> Set of tasks
[1] According to the book summary, what is the title of the section that critiques the prevailing pathology paradigm of addiction?
[2] Write out the part of the book summary starting with "The book is" and going on through "(late-)capitalist urban landscape.".

> Selected passage
Addiction, Modernity, and the City: A Users’ Guide to Urban Space examines the interdependent nature of substance, space and subjectivity, and is an interdisciplinary analysis of the intoxication indigenous to what has been termed “our narcotic modernity.”
The book is authored by Dr. Christopher Smith, an assistant professor at Memorial’s School of Social Work.
The first section—Drug/Culture—demonstrates how the body of the addict and the social body of the city are both inscribed by “controlled” substance. Positing addiction as a “pathology (out) of place” that is specific to the (late-)capitalist urban landscape.
The second section—Dope/Sick—conducts a critique of the prevailing pathology paradigm of addiction, proposing in its place a theoretical reconceptualization of drug dependence in the terms of “p/re/in-scription.”
The third section—Narco/State—remaps the successive stages or phases of our narcotic modernity, and delineates three primary eras of narcotic modernity, including the contemporary city of “safe”/”supervised” consumption.
The fourth section—Brain/Disease—employs an experimental “intra-textual” format and mimics the sense, state or scape of intoxication accompanying each permutation of narcotic modernity in the interchangeable terms of drug, dream and/or disease.
Tracing the parallel evolution of “addiction,” the (late-)capitalist cityscape, and the pathological project of modernity, the four parts of this book together constitute a users’ guide to urban space.

> Dataset
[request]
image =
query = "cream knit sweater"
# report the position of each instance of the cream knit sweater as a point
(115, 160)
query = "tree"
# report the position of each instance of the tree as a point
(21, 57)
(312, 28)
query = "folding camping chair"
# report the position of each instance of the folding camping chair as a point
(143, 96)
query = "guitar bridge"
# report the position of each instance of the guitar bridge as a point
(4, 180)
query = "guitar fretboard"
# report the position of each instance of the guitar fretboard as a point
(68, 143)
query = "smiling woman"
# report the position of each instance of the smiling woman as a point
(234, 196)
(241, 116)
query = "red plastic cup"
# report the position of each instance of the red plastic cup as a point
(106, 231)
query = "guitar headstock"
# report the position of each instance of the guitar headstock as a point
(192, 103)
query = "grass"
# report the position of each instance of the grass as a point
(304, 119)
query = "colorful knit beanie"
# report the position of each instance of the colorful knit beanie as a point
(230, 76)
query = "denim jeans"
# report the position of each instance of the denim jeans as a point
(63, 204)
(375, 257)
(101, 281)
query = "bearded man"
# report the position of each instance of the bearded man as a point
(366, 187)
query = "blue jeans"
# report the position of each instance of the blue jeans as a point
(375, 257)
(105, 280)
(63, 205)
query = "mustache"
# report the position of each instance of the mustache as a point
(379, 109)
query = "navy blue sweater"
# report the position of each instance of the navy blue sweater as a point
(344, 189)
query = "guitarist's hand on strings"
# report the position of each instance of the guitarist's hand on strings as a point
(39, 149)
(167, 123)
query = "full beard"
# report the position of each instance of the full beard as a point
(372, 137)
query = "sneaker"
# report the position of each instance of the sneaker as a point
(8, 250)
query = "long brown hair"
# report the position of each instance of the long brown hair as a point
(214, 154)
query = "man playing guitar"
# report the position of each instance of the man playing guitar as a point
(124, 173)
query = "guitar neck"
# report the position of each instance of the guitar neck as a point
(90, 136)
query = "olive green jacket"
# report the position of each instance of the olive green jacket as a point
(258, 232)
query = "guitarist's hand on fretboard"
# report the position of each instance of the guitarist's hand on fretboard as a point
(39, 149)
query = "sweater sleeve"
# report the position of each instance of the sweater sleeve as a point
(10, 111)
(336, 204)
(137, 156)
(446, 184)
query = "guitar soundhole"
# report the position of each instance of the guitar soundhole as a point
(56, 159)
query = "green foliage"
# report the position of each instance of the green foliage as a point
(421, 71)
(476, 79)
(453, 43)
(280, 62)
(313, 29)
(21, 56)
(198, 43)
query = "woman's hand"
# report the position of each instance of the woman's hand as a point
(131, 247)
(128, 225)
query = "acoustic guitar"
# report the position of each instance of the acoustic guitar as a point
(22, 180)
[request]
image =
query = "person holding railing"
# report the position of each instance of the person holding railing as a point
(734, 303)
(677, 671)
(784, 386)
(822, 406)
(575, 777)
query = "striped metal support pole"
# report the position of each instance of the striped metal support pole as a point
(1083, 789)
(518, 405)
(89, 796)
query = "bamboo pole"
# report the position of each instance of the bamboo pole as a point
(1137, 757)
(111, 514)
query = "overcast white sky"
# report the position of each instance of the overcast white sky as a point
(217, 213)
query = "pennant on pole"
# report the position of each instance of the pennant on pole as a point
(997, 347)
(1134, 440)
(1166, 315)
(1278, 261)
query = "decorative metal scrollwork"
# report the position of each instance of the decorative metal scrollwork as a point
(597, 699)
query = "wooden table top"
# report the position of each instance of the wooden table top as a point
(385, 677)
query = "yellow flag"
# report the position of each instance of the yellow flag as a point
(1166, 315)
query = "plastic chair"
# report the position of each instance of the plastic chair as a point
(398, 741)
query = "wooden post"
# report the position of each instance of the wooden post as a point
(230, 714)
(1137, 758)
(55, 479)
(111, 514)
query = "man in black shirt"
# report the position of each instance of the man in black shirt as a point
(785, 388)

> Expected outputs
[1] Dope/Sick, the second section.

[2]
The book is authored by Dr. Christopher Smith, an assistant professor at Memorial’s School of Social Work.
The first section—Drug/Culture—demonstrates how the body of the addict and the social body of the city are both inscribed by “controlled” substance. Positing addiction as a “pathology (out) of place” that is specific to the (late-)capitalist urban landscape.